**Objective 1:** Return every line of the listing below that contains the word "cliff".

**Provided passage:**
****************************************

# Who looked the worst after their fight, alltime??



## jdun11 (Apr 23, 2006)

Ok so Fitch looked pretty banged up after the fight on Saturday. But who do you think has looked the worst? I know the obvious answers of Saku after Arona, or Ken after Tito and those are great. But there must be ones out there even better than those. So I was wondering if we could get a little contest going seeing who could get the most messed up looking fighter after his fight. Ill open a poll after everyone posts the pics and we can vote. So if your interested just start posting pics of dudes all MESSED UP!!!

The pic doesnt have to be UFC, Pride or any big show. It can in some small show out in the boonies for all I care.

Ill give the winner 25,000 points


----------



## milkkid291 (Dec 31, 2006)

Other fighters might have more bruises and small cuts, but I really don't see what could be more gross that this....

****************************************

**Exercise inputs:**
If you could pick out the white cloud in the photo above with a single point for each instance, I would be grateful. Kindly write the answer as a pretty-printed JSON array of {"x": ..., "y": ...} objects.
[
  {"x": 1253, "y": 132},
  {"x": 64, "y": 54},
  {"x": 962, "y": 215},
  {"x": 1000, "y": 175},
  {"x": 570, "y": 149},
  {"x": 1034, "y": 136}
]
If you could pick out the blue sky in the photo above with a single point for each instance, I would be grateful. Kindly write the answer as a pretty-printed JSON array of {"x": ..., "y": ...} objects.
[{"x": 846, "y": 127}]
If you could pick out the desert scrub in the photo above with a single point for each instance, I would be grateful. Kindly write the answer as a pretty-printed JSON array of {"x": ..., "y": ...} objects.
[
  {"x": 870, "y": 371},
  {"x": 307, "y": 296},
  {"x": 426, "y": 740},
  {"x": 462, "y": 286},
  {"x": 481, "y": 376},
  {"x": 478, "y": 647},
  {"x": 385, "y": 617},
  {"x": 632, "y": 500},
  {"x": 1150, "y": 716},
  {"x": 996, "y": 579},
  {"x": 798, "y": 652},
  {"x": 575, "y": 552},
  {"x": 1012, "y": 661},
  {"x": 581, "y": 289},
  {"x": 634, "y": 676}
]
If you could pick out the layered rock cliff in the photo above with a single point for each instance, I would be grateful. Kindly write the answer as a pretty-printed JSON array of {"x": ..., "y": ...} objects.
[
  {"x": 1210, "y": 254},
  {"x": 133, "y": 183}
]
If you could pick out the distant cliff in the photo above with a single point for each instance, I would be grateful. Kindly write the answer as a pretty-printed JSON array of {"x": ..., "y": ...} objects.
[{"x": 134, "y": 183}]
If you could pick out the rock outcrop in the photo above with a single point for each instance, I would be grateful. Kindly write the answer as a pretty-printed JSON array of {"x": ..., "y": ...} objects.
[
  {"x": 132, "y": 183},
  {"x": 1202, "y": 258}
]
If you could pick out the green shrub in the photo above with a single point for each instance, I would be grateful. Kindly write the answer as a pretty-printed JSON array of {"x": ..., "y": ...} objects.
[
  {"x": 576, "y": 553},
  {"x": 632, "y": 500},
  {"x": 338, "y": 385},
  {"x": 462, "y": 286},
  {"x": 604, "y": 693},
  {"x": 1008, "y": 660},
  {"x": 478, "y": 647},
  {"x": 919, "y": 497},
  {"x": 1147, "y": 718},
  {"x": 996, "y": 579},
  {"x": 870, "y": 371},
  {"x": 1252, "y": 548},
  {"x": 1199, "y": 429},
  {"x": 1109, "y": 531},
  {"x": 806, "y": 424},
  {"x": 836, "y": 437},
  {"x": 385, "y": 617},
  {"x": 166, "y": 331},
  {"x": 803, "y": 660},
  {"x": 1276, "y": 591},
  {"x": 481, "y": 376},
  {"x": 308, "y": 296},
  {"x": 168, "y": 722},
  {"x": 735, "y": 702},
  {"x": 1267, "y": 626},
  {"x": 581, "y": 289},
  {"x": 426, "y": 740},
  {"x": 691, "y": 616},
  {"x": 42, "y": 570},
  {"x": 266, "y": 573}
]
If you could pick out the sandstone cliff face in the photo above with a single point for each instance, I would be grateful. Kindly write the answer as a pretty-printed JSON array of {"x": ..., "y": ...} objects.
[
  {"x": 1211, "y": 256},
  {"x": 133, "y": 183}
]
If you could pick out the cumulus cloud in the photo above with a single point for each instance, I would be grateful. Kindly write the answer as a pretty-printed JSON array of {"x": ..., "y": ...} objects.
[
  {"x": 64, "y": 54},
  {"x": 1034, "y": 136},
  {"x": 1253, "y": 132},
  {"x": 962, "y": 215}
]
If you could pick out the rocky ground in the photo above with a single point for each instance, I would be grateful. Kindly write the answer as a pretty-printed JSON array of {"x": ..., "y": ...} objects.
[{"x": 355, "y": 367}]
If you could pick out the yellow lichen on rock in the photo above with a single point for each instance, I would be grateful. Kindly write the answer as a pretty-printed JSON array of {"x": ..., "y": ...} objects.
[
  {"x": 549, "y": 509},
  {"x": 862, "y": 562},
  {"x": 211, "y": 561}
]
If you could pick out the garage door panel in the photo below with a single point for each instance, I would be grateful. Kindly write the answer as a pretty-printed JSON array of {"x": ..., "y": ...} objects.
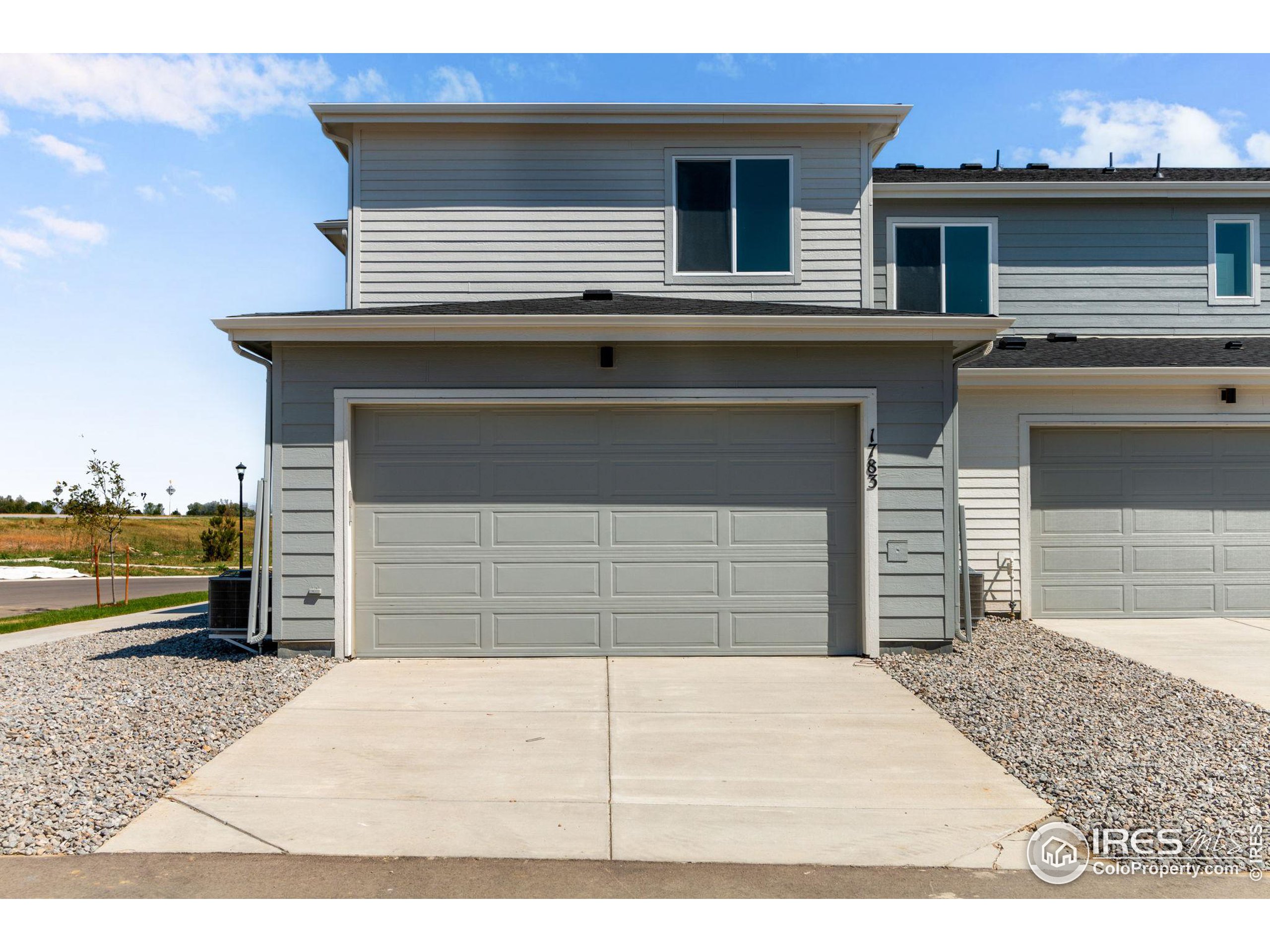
[
  {"x": 1248, "y": 559},
  {"x": 1173, "y": 521},
  {"x": 1082, "y": 559},
  {"x": 1174, "y": 559},
  {"x": 548, "y": 527},
  {"x": 1180, "y": 534},
  {"x": 1161, "y": 480},
  {"x": 645, "y": 531}
]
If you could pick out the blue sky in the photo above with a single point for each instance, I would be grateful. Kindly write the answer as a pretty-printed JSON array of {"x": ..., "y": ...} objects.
[{"x": 141, "y": 197}]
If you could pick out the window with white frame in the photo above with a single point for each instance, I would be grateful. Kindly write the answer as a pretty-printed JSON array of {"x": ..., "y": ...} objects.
[
  {"x": 944, "y": 266},
  {"x": 1234, "y": 259},
  {"x": 733, "y": 215}
]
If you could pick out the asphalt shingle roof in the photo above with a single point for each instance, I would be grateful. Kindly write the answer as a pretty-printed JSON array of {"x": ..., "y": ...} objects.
[
  {"x": 620, "y": 305},
  {"x": 1130, "y": 352},
  {"x": 1148, "y": 175}
]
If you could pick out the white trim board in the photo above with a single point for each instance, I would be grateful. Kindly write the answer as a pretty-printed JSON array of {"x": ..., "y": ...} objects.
[
  {"x": 1028, "y": 420},
  {"x": 864, "y": 398}
]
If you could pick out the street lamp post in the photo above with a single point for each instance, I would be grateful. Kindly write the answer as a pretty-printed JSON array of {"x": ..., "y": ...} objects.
[{"x": 242, "y": 470}]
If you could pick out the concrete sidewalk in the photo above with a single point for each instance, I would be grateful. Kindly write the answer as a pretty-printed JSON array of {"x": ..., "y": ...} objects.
[
  {"x": 206, "y": 876},
  {"x": 1228, "y": 654},
  {"x": 56, "y": 633},
  {"x": 684, "y": 760}
]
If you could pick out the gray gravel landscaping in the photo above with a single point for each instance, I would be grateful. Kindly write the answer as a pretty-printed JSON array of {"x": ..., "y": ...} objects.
[
  {"x": 94, "y": 729},
  {"x": 1107, "y": 740}
]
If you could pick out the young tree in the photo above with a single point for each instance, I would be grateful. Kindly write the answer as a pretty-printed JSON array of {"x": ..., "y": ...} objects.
[
  {"x": 99, "y": 508},
  {"x": 220, "y": 537}
]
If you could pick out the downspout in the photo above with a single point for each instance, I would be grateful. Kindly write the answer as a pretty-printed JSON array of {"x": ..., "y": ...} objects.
[
  {"x": 258, "y": 604},
  {"x": 965, "y": 357},
  {"x": 348, "y": 220}
]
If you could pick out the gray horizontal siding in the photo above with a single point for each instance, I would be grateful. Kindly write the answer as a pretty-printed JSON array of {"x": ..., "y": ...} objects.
[
  {"x": 915, "y": 404},
  {"x": 1110, "y": 267},
  {"x": 452, "y": 214}
]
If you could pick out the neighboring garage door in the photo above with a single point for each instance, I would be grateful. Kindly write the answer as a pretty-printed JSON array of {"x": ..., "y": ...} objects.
[
  {"x": 584, "y": 531},
  {"x": 1150, "y": 522}
]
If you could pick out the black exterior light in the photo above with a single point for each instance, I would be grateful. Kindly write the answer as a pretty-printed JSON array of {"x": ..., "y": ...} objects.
[{"x": 242, "y": 470}]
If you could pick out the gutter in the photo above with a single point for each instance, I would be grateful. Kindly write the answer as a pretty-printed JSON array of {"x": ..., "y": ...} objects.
[
  {"x": 1113, "y": 376},
  {"x": 1072, "y": 189},
  {"x": 258, "y": 603}
]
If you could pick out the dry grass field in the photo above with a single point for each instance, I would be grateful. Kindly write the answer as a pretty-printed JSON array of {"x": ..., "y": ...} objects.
[{"x": 157, "y": 540}]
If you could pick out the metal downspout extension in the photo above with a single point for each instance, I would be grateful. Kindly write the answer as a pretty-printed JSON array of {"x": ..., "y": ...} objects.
[
  {"x": 258, "y": 604},
  {"x": 967, "y": 620}
]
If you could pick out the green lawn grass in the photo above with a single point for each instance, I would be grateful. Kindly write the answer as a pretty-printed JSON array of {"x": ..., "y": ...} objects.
[{"x": 60, "y": 616}]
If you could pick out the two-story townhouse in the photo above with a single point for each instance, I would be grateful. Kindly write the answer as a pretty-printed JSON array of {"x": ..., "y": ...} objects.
[
  {"x": 1115, "y": 446},
  {"x": 610, "y": 380}
]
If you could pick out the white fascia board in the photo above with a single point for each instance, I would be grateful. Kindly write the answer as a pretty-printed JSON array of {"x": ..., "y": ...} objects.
[
  {"x": 609, "y": 112},
  {"x": 1072, "y": 189},
  {"x": 588, "y": 328},
  {"x": 1113, "y": 376}
]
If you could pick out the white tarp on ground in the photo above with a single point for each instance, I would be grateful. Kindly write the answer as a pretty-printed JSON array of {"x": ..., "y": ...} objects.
[{"x": 14, "y": 573}]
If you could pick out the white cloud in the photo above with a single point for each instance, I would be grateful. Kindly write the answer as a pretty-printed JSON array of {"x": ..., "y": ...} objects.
[
  {"x": 88, "y": 233},
  {"x": 365, "y": 87},
  {"x": 1136, "y": 130},
  {"x": 1259, "y": 148},
  {"x": 187, "y": 92},
  {"x": 75, "y": 157},
  {"x": 447, "y": 84},
  {"x": 723, "y": 65},
  {"x": 221, "y": 193},
  {"x": 53, "y": 234},
  {"x": 544, "y": 71},
  {"x": 14, "y": 245}
]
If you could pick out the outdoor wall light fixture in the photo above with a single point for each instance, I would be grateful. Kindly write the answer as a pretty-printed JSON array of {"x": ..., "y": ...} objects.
[{"x": 242, "y": 470}]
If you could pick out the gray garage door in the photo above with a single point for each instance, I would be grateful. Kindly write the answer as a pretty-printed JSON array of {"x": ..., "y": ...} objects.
[
  {"x": 587, "y": 531},
  {"x": 1150, "y": 522}
]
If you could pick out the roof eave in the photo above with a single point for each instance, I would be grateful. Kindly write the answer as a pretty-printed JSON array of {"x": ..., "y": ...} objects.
[
  {"x": 622, "y": 114},
  {"x": 960, "y": 332}
]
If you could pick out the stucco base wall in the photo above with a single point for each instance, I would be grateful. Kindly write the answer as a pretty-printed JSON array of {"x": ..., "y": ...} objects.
[{"x": 990, "y": 466}]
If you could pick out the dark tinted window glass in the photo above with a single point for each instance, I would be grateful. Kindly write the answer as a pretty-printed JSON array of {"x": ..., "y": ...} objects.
[
  {"x": 917, "y": 270},
  {"x": 704, "y": 209},
  {"x": 1234, "y": 258},
  {"x": 762, "y": 215},
  {"x": 965, "y": 270}
]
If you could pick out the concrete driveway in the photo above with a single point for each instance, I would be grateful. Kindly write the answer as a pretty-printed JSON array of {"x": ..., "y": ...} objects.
[
  {"x": 1228, "y": 654},
  {"x": 697, "y": 760}
]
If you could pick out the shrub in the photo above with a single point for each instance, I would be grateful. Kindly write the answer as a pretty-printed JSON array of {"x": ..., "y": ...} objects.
[{"x": 220, "y": 537}]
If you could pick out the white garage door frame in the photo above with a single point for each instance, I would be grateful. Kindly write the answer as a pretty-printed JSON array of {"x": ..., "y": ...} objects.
[
  {"x": 1025, "y": 425},
  {"x": 863, "y": 398}
]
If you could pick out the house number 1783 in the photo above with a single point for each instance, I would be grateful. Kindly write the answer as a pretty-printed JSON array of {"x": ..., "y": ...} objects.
[{"x": 872, "y": 466}]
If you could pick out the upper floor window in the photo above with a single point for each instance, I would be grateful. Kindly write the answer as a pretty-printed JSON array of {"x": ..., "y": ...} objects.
[
  {"x": 947, "y": 266},
  {"x": 733, "y": 215},
  {"x": 1234, "y": 259}
]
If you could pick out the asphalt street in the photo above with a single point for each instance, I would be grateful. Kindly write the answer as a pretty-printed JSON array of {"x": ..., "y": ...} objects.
[{"x": 41, "y": 595}]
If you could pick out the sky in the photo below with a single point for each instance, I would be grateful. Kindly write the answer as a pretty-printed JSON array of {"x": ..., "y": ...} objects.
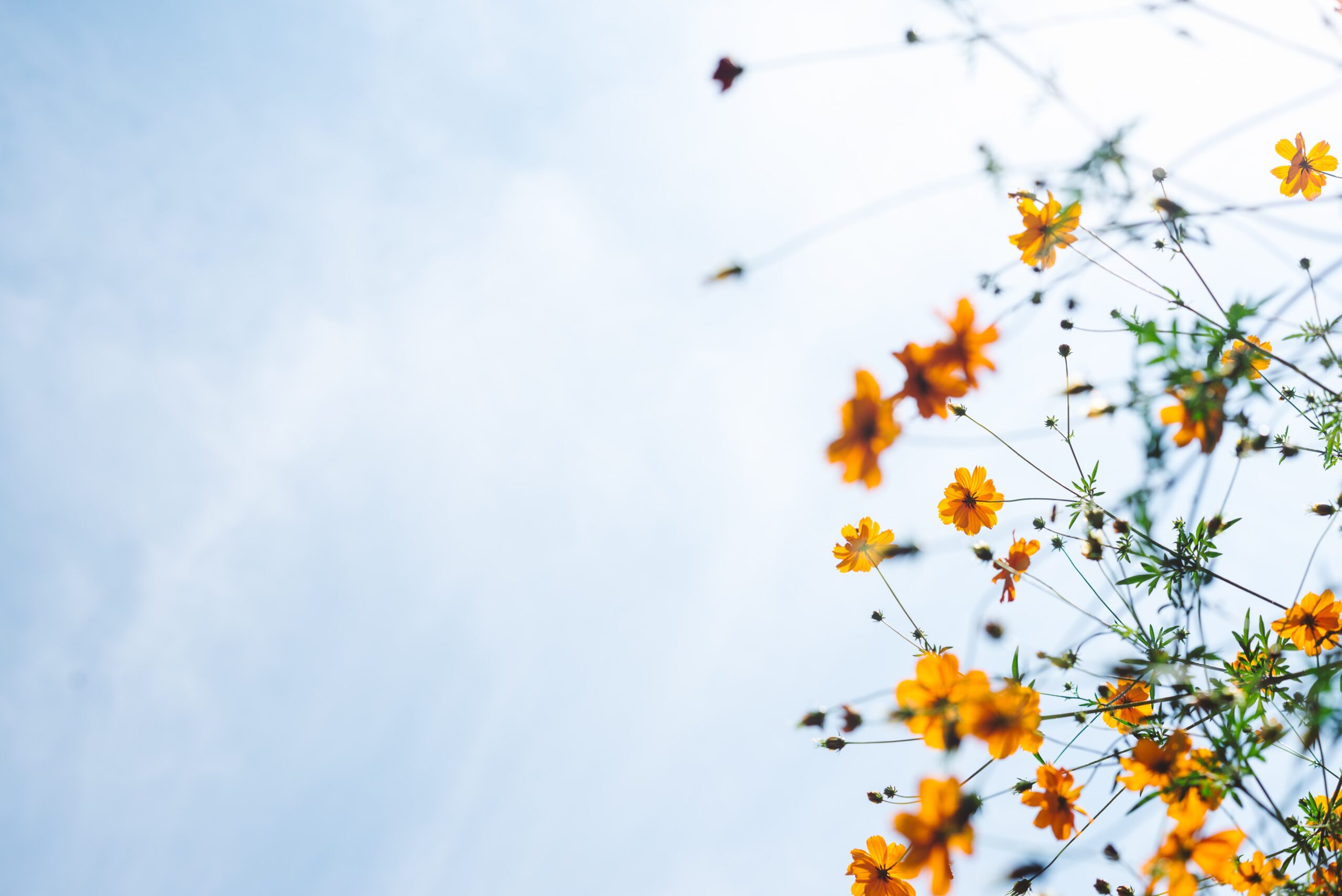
[{"x": 388, "y": 508}]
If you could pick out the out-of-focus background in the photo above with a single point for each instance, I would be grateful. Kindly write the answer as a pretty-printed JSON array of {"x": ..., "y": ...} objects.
[{"x": 387, "y": 506}]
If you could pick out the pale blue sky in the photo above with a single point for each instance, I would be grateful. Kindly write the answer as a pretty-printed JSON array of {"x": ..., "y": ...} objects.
[{"x": 387, "y": 509}]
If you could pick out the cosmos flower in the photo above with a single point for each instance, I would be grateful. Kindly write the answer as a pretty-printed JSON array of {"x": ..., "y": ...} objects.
[
  {"x": 1055, "y": 803},
  {"x": 940, "y": 825},
  {"x": 1254, "y": 361},
  {"x": 928, "y": 381},
  {"x": 878, "y": 870},
  {"x": 964, "y": 351},
  {"x": 1305, "y": 174},
  {"x": 1047, "y": 227},
  {"x": 1313, "y": 623},
  {"x": 972, "y": 502},
  {"x": 869, "y": 428},
  {"x": 863, "y": 546}
]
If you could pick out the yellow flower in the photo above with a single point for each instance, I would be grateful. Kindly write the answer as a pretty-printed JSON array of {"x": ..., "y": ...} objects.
[
  {"x": 971, "y": 502},
  {"x": 940, "y": 824},
  {"x": 1019, "y": 560},
  {"x": 1305, "y": 174},
  {"x": 1046, "y": 229},
  {"x": 1214, "y": 855},
  {"x": 965, "y": 348},
  {"x": 1313, "y": 623},
  {"x": 928, "y": 381},
  {"x": 1257, "y": 876},
  {"x": 1124, "y": 717},
  {"x": 878, "y": 870},
  {"x": 1055, "y": 801},
  {"x": 1200, "y": 414},
  {"x": 1152, "y": 765},
  {"x": 1254, "y": 361},
  {"x": 869, "y": 428},
  {"x": 935, "y": 695},
  {"x": 1007, "y": 721},
  {"x": 863, "y": 546}
]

****************************************

**Objective 2:** Set down the entire forum thread above about which fighter looked the worst after a fight, reproducing it word for word.

**Exercise result 1:**
If you could pick out the layered rock cliff in the photo above with a single point for each instance, I would be grateful. Kindly write the answer as a pretty-printed JSON array of {"x": ..., "y": ...} objects.
If you could pick out the distant cliff in the photo above with a single point for each instance, I would be grateful. Kindly write the answer as a pretty-printed JSON array of {"x": ..., "y": ...} objects.
If you could pick out the sandstone cliff face in the photo above with a single point for each instance, I would be grateful. Kindly write the answer as a pretty-printed JSON array of {"x": ..., "y": ...} objects.

**Exercise result 2:**
# Who looked the worst after their fight, alltime??



## jdun11 (Apr 23, 2006)

Ok so Fitch looked pretty banged up after the fight on Saturday. But who do you think has looked the worst? I know the obvious answers of Saku after Arona, or Ken after Tito and those are great. But there must be ones out there even better than those. So I was wondering if we could get a little contest going seeing who could get the most messed up looking fighter after his fight. Ill open a poll after everyone posts the pics and we can vote. So if your interested just start posting pics of dudes all MESSED UP!!!

The pic doesnt have to be UFC, Pride or any big show. It can in some small show out in the boonies for all I care.

Ill give the winner 25,000 points


----------



## milkkid291 (Dec 31, 2006)

Other fighters might have more bruises and small cuts, but I really don't see what could be more gross that this....